**Referring expression data**:
• • •

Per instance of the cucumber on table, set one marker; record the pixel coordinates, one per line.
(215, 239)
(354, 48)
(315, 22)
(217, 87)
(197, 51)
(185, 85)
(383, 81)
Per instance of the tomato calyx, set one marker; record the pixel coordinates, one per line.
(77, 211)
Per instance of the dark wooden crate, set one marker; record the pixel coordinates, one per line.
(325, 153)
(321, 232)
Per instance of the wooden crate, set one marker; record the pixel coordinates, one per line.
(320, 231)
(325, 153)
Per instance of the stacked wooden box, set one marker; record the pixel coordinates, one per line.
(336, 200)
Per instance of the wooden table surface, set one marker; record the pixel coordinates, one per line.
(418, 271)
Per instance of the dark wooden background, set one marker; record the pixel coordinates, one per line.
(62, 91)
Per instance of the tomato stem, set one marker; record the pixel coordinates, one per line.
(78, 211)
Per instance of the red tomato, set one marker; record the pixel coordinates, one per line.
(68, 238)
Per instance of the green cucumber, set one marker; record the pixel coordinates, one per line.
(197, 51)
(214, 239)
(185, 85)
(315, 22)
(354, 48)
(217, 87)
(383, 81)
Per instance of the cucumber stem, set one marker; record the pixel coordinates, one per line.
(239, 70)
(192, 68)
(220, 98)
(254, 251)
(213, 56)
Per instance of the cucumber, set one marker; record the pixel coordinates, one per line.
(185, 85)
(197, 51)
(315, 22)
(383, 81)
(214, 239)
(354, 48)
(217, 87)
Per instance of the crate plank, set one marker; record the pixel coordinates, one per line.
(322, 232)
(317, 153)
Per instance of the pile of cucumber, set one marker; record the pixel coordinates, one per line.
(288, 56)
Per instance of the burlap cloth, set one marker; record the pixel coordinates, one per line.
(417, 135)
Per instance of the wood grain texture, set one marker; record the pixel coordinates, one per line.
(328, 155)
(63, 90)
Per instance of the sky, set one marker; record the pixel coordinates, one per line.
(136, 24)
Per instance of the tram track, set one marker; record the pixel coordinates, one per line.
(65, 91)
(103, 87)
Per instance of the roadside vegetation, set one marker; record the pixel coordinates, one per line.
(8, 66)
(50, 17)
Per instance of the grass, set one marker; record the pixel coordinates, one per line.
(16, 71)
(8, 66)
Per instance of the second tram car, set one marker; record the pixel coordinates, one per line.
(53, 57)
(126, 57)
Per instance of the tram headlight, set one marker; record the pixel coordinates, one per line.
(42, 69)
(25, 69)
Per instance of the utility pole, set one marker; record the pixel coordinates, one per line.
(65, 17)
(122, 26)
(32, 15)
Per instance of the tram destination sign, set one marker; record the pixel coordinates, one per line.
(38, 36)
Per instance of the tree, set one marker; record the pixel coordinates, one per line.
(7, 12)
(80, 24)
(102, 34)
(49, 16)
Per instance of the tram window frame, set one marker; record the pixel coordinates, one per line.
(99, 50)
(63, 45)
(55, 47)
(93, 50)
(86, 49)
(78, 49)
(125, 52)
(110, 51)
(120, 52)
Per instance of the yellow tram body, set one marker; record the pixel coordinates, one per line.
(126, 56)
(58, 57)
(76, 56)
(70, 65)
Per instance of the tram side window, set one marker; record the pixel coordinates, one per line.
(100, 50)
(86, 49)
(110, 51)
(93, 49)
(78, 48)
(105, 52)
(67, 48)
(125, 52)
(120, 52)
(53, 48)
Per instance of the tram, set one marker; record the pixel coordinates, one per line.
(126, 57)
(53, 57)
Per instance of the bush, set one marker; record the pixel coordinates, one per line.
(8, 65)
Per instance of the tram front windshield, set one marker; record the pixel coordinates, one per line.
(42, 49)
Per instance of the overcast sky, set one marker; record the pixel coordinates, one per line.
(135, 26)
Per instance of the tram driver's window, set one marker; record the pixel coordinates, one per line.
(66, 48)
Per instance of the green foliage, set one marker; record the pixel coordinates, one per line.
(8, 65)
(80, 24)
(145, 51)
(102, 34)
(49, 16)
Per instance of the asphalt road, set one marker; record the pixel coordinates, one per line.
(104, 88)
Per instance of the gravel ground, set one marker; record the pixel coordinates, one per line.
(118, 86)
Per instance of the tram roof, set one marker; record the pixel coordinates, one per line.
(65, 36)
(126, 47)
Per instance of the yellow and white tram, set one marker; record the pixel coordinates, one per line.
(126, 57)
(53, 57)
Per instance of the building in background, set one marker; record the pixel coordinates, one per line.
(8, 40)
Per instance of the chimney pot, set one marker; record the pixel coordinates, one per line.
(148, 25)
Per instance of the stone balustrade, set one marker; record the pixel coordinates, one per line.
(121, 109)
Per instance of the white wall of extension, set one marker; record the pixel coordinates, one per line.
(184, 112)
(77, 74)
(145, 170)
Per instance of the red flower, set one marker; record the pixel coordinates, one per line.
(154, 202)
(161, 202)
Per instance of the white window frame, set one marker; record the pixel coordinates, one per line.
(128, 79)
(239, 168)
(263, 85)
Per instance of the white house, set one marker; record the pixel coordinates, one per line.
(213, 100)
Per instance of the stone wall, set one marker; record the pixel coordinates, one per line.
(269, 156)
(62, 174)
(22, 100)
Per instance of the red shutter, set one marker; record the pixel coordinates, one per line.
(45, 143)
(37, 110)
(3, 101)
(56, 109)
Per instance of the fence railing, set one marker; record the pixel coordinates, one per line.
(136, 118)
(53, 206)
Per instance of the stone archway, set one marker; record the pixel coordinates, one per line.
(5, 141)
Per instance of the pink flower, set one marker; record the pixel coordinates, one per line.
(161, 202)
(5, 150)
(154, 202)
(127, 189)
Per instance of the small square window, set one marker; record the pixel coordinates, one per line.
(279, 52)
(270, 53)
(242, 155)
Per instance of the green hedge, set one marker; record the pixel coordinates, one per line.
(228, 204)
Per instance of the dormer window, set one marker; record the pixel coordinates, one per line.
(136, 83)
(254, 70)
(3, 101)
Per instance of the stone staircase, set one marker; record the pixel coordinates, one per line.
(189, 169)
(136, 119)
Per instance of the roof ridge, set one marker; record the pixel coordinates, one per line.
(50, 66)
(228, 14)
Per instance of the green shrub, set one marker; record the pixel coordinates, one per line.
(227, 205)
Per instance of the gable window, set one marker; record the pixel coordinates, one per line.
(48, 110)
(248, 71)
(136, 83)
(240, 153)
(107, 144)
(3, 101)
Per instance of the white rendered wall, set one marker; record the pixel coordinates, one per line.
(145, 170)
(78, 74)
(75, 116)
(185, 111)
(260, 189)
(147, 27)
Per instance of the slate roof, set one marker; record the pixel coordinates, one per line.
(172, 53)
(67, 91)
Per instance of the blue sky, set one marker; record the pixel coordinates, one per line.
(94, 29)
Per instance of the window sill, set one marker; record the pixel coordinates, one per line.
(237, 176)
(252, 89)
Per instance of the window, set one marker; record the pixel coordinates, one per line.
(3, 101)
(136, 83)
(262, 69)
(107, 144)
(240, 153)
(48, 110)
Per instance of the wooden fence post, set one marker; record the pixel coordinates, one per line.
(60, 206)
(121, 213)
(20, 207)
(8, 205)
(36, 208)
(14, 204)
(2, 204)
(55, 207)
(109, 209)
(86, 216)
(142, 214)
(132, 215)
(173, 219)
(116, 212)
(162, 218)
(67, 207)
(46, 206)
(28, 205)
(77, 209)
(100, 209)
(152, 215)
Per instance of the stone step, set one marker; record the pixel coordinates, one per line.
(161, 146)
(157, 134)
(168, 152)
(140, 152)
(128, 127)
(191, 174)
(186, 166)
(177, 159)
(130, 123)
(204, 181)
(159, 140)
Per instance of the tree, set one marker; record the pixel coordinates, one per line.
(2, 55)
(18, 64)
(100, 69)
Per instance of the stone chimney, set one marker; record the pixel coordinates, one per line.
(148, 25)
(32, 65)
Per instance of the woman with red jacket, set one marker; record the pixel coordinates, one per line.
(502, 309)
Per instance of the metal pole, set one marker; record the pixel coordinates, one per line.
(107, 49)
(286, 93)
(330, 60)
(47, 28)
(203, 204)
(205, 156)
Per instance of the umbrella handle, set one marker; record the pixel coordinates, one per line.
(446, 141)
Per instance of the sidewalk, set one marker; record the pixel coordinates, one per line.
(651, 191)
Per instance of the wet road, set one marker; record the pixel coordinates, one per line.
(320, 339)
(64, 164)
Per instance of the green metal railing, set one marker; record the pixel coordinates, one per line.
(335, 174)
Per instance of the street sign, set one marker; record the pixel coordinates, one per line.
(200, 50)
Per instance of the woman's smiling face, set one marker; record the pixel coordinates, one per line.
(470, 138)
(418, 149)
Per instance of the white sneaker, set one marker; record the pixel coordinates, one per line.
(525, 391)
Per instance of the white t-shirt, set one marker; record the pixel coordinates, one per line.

• • •

**YOUR ASSIGNMENT**: Reproduce exactly the stretch of lines that starts at the one containing "Per instance of the woman with" and ends with the final line of the data, including both ends and nothing more.

**SOLUTION TO THE PROBLEM**:
Per instance of the woman with red jacket, set one marker; record the pixel coordinates, one per line.
(502, 309)
Per instance of the metal pole, set one marker; record the pixel coordinates, one per line.
(107, 49)
(286, 93)
(330, 60)
(47, 28)
(203, 204)
(205, 156)
Per instance of the umbrella handle, set one marker; record the pixel coordinates, one per line.
(446, 141)
Per instance of the sidewalk, set one marker; record the pixel coordinates, one per line.
(651, 191)
Per instance of the wet road, set one marker; record the pixel coordinates, one per line.
(320, 339)
(64, 164)
Per instance of the green metal railing, set one marker; record the pixel coordinates, one per line.
(335, 174)
Per instance of the street sign, set one marker; record the pixel coordinates, one per line.
(200, 50)
Per instance of the woman's smiling face, set one marker; record the pixel coordinates, one per line.
(470, 138)
(418, 149)
Per instance of the white sneaker, set one marker; record the pixel coordinates, one per line.
(525, 391)
Per instance of the white t-shirt, set one marker; record the pixel coordinates, one per line.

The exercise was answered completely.